## HOW TO COMPLETE THIS TASK
The answer must consist solely of the lines from the one containing "Excuse me, I need to find every green vegetation" to the end of the entries below, repeated exactly.

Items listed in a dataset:

+---+

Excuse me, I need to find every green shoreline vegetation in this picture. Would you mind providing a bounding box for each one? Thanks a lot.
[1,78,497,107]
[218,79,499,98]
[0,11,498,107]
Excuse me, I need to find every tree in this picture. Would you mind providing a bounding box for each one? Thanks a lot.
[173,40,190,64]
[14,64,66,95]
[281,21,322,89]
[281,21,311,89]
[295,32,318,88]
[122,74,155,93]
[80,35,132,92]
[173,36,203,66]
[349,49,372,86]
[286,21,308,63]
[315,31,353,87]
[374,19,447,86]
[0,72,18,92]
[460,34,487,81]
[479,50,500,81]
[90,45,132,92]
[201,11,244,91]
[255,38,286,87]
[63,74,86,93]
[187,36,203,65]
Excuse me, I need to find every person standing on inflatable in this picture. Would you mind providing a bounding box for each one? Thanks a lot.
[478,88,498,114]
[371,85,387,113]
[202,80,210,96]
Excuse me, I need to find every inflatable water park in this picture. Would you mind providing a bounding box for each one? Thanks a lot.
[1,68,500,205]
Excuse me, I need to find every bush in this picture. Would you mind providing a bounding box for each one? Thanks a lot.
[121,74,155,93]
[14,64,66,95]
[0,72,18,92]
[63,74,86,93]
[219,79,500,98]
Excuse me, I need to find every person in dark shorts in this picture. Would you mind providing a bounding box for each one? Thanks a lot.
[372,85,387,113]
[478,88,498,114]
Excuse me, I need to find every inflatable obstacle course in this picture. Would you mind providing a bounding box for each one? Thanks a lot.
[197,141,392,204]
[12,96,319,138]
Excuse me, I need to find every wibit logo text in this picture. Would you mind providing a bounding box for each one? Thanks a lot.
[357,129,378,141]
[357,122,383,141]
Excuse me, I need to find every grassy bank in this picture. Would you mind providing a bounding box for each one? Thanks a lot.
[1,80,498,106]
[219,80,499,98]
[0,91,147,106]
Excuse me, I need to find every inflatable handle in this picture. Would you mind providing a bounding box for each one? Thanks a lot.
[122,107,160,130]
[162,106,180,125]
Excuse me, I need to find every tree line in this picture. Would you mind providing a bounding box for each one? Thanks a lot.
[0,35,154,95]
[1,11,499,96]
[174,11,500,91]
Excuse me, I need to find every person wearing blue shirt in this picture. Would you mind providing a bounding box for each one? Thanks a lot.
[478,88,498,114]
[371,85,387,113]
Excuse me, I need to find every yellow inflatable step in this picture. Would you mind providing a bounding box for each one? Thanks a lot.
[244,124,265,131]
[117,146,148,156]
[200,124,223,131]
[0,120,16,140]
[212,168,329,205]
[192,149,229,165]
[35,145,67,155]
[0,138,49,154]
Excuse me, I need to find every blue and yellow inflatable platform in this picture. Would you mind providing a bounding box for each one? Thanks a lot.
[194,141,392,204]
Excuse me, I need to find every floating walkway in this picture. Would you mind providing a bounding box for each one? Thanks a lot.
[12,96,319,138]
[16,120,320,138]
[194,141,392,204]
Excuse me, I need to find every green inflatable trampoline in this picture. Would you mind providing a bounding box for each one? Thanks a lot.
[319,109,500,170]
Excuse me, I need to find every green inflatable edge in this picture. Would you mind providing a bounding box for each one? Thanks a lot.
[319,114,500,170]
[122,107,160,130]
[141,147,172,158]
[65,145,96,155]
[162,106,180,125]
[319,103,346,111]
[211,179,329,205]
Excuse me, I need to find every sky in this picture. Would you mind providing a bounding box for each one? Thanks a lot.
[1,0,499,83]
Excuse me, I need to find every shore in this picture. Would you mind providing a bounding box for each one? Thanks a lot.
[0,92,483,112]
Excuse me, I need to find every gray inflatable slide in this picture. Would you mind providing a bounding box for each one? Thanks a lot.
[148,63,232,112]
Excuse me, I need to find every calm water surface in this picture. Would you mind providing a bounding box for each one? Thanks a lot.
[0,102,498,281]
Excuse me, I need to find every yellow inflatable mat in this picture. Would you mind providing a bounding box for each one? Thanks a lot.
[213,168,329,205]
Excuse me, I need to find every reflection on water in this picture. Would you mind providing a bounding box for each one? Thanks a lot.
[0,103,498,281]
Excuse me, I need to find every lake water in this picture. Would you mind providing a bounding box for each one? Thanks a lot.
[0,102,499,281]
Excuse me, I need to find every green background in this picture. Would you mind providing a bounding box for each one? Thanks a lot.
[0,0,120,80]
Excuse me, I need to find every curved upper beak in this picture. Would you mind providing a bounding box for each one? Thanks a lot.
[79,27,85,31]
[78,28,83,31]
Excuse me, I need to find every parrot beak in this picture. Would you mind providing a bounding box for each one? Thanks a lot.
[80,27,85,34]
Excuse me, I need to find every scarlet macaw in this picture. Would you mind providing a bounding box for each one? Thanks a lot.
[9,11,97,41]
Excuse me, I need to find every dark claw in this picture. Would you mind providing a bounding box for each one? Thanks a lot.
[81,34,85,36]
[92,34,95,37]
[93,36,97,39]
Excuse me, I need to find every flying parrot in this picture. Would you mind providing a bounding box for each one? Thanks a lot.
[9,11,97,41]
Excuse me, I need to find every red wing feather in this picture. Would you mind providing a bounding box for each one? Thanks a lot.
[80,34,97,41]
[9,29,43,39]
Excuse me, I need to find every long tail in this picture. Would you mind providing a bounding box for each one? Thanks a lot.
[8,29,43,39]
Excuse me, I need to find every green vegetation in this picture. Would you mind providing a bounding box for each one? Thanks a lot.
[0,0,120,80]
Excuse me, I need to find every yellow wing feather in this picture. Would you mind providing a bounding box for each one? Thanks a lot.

+---+

## OUTPUT BELOW
Excuse me, I need to find every green vegetation in this picture. Would you mind providing a bounding box for each one? Thanks a lot.
[0,0,120,80]
Excuse me, I need to find every yellow wing feather in this picture. Would you mind providing a bounding box for each one? Thanks a lot.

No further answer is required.